• What the task requires
Return each line of the entries that holds the string "Locate".

Data records
::::
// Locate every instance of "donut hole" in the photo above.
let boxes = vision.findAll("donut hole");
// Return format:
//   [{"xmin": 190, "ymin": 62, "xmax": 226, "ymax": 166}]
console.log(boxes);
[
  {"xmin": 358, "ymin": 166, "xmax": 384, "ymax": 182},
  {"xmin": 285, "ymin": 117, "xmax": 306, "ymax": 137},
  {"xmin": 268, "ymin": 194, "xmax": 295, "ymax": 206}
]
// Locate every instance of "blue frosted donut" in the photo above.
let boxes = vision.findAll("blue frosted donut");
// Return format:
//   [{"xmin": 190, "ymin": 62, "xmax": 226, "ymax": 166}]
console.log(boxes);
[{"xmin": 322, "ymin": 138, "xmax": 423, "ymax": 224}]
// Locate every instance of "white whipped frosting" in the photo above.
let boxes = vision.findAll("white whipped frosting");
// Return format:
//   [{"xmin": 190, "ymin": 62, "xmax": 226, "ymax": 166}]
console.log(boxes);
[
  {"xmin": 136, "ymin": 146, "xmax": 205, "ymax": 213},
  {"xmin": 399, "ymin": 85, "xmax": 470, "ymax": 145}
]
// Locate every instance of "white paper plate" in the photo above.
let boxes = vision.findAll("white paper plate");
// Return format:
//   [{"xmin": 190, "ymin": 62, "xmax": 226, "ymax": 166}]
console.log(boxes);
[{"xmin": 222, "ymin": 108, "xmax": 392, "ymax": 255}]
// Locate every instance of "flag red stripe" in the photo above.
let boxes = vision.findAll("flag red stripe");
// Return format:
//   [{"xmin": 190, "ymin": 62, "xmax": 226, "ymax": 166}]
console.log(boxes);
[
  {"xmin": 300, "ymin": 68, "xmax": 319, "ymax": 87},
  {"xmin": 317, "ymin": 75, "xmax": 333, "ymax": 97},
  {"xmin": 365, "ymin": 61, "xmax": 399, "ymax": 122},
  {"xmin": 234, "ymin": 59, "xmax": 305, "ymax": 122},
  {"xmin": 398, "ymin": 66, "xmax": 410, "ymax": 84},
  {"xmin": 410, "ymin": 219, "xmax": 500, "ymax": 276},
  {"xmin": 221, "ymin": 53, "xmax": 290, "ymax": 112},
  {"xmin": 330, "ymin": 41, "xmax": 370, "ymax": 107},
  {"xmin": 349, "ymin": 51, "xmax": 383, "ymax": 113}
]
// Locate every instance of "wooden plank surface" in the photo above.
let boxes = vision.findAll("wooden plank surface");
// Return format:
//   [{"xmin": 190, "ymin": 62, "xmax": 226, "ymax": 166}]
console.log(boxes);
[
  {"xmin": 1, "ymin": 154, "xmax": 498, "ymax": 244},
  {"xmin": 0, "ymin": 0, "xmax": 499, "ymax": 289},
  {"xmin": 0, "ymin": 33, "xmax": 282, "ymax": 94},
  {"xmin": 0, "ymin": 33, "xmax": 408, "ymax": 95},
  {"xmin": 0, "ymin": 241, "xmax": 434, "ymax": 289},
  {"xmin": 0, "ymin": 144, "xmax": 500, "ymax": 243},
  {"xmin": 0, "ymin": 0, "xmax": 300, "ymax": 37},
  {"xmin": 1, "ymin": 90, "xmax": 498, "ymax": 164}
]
::::
• Solved problem
// Locate every instance of "donut hole" in the photo above.
// Locate every instance of "blue frosted donut" in the photo above.
// Locate every instance of "white whipped frosting" in the photo above.
// Locate every instance of "white paper plate" in the photo above.
// Locate every instance of "flag red stripe" in the photo above.
// Locate every instance of "wooden plank surface" in the photo above.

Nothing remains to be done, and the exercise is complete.